Segment Open
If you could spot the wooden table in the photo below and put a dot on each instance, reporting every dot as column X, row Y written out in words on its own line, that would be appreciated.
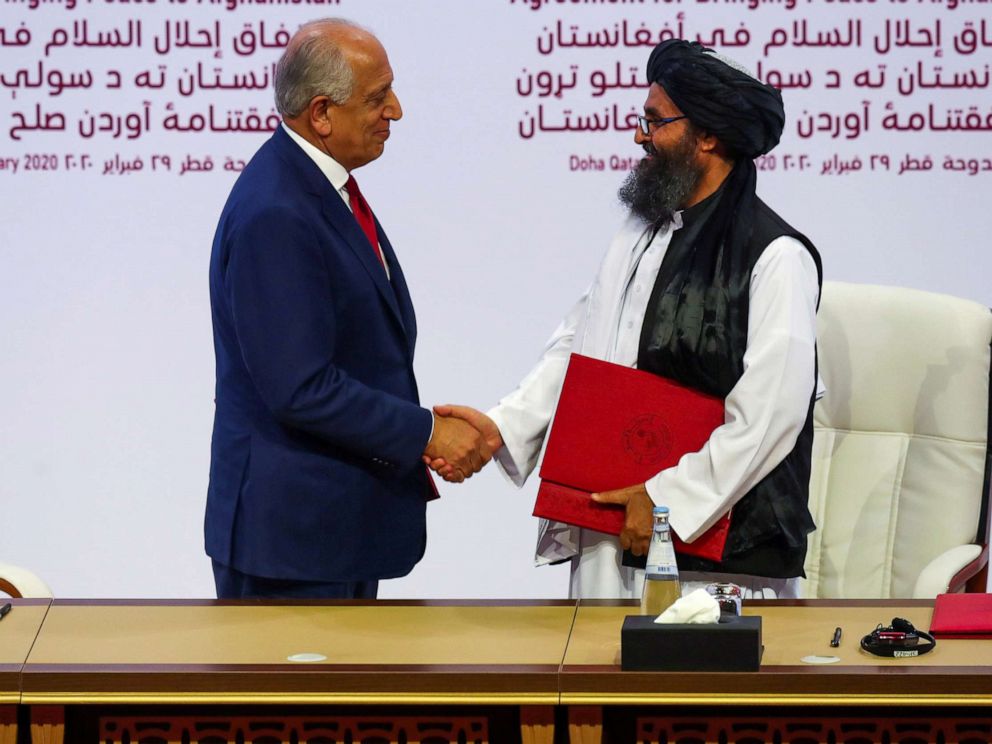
column 434, row 671
column 18, row 631
column 204, row 671
column 946, row 694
Segment Closed
When you reach an image, pass over it, and retype all other material exactly.

### Response area
If you could spot the wooden table in the photo below and put a dot on each instance, reporting every dot as column X, row Y written out in words on its own line, that would be appreciated.
column 434, row 671
column 18, row 631
column 204, row 671
column 946, row 694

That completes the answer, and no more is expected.